(Beginning of TEXT)
Machines can read, but do they understand?
A novel NLP application built on a Google transformer model can help predict ratings transitions
In the quest to give human abilities to machines, reading text and assimilating its context is a crucial step. Understanding spoken or written language allows machines to process large amounts of unstructured data such as news or documents—freeing humans from the billions of hours of drudgery necessary before they can be used to inform decision-making.
The theoretical foundations for natural language processing (NLP), a branch of artificial intelligence that studies how to process textual data, were laid decades ago. Many real-life applications are already taken for granted: spam filters, voice assistants, translation apps and chatbots.
But NLP’s applications in finance have only been developed much more recently. Banks have mostly used it to commoditize applications such as robo-advisory, or to credit-score applicants for credit cards and mortgages. The potential, however, is far greater.
Emanuel Eckrich, director and head of corporate rating methodologies at Deutsche Bank in Frankfurt, has used the technique to predict credit events such as rating downgrades or defaults. The initial motivation was to support the rating team during the large wave of ratings transitions heralded by the Covid-19 pandemic.
Eckrich and his co-authors, Phillip Escott, Rainer Glaser and Christoph Zeiner (all of Oliver Wyman) present a model trained to spot financial information and relevant news in a vast sea of noise that could trigger ratings changes.
(End of TEXT)
ACTIVITIES »
A. In the article on machine reading above, what was the initial motivation for Eckrich's use of NLP to predict credit events?
B. Write the next part of the article on NLP and credit ratings, picking up after its last sentence.
(Beginning of ENTRIES SUPPLIED)
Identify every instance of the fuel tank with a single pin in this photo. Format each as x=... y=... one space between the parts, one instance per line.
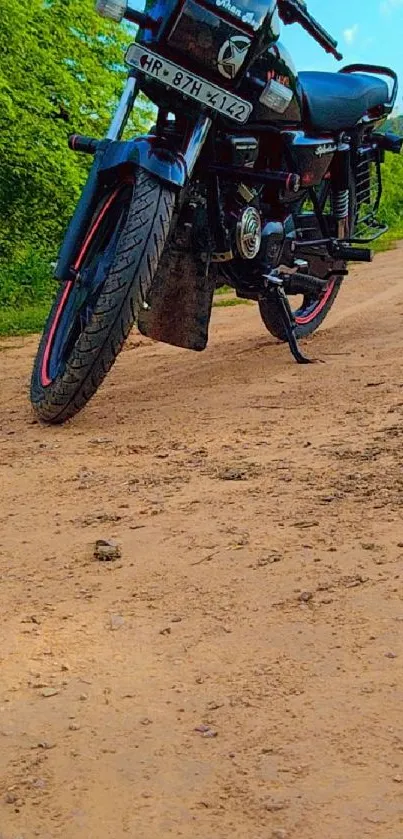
x=274 y=87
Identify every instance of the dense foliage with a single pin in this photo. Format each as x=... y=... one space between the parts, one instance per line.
x=60 y=73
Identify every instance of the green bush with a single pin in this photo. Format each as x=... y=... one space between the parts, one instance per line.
x=61 y=73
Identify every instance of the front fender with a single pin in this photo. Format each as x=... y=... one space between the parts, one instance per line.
x=148 y=153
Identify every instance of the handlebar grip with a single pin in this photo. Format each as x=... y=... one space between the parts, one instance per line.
x=295 y=11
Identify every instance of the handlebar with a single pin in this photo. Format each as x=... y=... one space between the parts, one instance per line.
x=295 y=11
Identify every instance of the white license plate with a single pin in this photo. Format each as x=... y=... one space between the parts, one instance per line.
x=188 y=84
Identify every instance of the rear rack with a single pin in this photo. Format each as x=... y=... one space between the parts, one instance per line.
x=376 y=70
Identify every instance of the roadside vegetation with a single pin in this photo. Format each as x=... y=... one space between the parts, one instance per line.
x=61 y=73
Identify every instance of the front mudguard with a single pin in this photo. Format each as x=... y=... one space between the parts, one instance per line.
x=179 y=301
x=114 y=160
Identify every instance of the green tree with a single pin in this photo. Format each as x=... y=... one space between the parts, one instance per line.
x=60 y=73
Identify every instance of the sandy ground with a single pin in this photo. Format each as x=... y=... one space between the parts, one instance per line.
x=258 y=598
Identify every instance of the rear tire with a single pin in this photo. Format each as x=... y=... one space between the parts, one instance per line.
x=303 y=327
x=309 y=318
x=62 y=383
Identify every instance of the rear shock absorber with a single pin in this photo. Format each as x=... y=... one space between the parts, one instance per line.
x=341 y=174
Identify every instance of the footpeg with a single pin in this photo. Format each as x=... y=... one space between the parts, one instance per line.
x=349 y=254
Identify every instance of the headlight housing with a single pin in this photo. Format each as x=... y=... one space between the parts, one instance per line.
x=112 y=9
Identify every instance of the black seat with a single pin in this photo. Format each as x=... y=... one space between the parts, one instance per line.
x=336 y=101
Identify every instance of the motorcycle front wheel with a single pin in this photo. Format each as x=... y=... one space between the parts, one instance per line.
x=92 y=315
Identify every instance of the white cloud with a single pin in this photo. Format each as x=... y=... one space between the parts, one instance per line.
x=389 y=6
x=351 y=34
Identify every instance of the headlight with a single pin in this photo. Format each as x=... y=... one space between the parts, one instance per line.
x=113 y=9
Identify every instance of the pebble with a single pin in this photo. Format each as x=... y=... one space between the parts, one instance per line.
x=107 y=551
x=116 y=622
x=305 y=597
x=276 y=806
x=206 y=731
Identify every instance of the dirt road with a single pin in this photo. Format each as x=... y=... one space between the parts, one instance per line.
x=238 y=672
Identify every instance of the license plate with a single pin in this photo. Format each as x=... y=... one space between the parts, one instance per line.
x=175 y=77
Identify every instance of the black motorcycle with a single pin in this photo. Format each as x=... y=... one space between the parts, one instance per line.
x=253 y=176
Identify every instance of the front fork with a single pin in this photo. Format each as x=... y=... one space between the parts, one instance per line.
x=171 y=166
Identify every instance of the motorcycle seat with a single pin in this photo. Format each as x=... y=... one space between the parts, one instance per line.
x=336 y=101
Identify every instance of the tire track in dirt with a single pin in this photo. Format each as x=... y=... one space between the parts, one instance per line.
x=259 y=511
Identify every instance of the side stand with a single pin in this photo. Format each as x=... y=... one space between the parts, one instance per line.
x=279 y=300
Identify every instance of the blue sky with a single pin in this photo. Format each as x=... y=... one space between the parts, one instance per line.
x=368 y=31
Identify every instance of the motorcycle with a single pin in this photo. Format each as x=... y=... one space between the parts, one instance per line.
x=253 y=176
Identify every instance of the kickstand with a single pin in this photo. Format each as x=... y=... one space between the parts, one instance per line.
x=276 y=291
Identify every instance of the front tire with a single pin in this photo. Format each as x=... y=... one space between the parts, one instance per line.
x=91 y=319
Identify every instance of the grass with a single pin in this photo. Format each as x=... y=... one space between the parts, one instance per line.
x=28 y=317
x=26 y=321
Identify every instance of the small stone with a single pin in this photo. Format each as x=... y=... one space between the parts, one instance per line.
x=206 y=731
x=116 y=622
x=275 y=806
x=107 y=551
x=305 y=597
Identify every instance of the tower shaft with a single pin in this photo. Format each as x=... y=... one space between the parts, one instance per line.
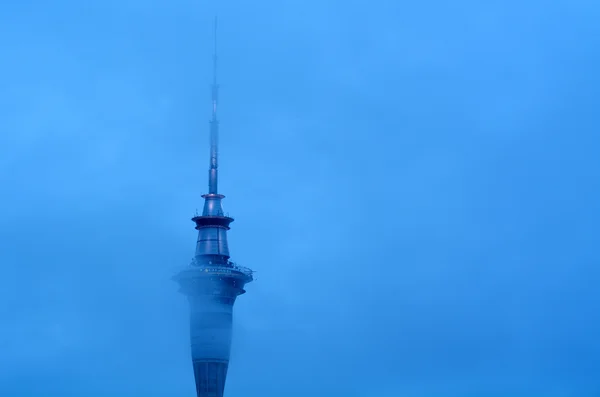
x=212 y=282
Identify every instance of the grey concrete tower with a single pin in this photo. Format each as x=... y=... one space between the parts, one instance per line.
x=212 y=281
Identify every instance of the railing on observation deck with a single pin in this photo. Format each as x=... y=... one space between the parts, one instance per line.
x=229 y=268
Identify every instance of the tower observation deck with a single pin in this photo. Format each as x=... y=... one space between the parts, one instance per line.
x=212 y=282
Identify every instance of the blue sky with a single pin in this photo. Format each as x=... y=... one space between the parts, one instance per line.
x=416 y=184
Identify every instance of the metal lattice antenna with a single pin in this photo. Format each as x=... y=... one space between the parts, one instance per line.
x=214 y=124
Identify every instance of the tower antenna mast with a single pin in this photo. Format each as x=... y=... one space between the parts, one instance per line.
x=214 y=123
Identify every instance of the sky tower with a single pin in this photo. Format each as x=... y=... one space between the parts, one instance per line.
x=212 y=282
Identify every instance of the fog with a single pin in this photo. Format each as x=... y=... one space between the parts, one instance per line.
x=416 y=185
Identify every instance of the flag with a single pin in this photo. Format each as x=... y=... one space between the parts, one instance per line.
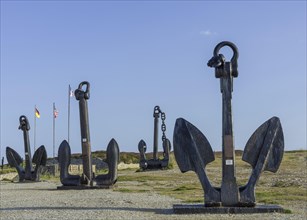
x=37 y=113
x=55 y=113
x=71 y=92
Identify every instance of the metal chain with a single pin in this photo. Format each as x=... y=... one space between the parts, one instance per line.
x=163 y=126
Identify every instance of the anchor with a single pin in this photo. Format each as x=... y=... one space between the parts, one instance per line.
x=88 y=178
x=263 y=151
x=156 y=163
x=30 y=172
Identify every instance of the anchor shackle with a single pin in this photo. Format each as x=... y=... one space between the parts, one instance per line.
x=218 y=61
x=79 y=93
x=157 y=112
x=24 y=123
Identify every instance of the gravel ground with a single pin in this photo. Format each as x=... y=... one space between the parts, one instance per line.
x=41 y=200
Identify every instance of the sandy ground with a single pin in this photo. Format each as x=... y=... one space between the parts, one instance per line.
x=42 y=200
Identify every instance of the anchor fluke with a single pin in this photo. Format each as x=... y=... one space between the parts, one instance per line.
x=193 y=152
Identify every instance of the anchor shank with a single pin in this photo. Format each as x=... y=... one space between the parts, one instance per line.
x=28 y=161
x=229 y=189
x=156 y=132
x=85 y=140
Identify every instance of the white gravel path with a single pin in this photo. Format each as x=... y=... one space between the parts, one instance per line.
x=42 y=200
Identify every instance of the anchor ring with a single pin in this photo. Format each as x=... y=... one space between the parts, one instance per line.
x=24 y=123
x=229 y=44
x=80 y=93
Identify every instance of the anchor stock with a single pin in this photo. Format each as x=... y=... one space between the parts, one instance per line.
x=29 y=173
x=88 y=178
x=156 y=163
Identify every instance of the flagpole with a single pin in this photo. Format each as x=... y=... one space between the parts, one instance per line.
x=53 y=116
x=69 y=91
x=34 y=128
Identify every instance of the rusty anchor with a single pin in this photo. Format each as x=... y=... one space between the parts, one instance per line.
x=263 y=151
x=156 y=163
x=30 y=172
x=88 y=178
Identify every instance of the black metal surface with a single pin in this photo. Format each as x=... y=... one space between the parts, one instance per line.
x=155 y=162
x=88 y=178
x=30 y=172
x=201 y=209
x=264 y=150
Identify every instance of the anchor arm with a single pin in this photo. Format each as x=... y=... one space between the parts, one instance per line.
x=193 y=152
x=263 y=151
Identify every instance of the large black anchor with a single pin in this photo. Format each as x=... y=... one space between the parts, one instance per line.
x=88 y=178
x=263 y=151
x=28 y=173
x=156 y=163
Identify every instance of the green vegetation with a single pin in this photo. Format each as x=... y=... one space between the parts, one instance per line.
x=286 y=187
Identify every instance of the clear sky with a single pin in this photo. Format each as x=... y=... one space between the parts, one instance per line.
x=139 y=54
(End of ENTRIES SUPPLIED)
TASK-BY-TASK ANSWERS »
A. To support the rating team during the large wave of ratings transitions heralded by the Covid-19 pandemic.

B.
The approach has the potential to anticipate rating transitions that analysts might otherwise have spent considerable time determining.
“By supporting the analysts with an early credit warning, it frees up capacity and makes the process more efficient,” says Eckrich. “In particular, with regards to the Covid-19 application, I found it surprising how robust the approach proved to be. Even without making it very specific, the model performed.”
An NLP model’s job is to take unstructured data—typically text, or a mixture of text and numerical information—and turn it into structured data, a format that machines can process, so it can rapidly run the rule over them. To do this, it needs to use a so-called transformer model.
By supporting the analysts with an early credit warning, it frees up capacity and makes the process more efficient
Emanuel Eckrich, Deutsche Bank
Eckrich used Google’s bidirectional encoder representations from transformers (Bert, for short) an open-source neural network-based technique released in 2019 that has already become the industry standard off-the-shelf product for NLP applications. Google’s own search function uses it.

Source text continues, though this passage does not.